##### DATA EXTRACTS #####

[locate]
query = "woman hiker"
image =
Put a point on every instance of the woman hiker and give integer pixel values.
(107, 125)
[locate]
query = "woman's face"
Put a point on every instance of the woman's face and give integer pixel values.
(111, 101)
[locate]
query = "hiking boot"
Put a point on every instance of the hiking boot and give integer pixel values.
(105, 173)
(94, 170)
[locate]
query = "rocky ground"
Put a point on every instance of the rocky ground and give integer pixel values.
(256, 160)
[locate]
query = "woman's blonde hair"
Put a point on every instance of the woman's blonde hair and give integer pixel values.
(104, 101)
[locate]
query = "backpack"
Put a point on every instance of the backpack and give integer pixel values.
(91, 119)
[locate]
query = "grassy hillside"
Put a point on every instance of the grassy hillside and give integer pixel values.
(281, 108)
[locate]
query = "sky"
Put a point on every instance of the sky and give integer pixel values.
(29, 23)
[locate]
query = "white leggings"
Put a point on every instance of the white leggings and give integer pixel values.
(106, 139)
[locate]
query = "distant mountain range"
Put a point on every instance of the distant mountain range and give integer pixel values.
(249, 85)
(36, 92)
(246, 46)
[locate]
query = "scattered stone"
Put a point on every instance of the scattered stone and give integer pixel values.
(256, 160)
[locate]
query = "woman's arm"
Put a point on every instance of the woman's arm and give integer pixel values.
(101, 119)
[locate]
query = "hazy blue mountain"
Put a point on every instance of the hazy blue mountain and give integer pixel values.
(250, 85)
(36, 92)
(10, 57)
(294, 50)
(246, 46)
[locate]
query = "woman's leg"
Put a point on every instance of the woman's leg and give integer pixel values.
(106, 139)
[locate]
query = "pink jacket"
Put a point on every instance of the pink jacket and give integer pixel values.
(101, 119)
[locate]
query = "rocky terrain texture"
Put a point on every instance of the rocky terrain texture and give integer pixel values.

#####

Could you copy out every line in the listing where the word "terrain" appears?

query = "rocky terrain texture"
Put a point on every instance of the rocky terrain texture and give integer pixel values.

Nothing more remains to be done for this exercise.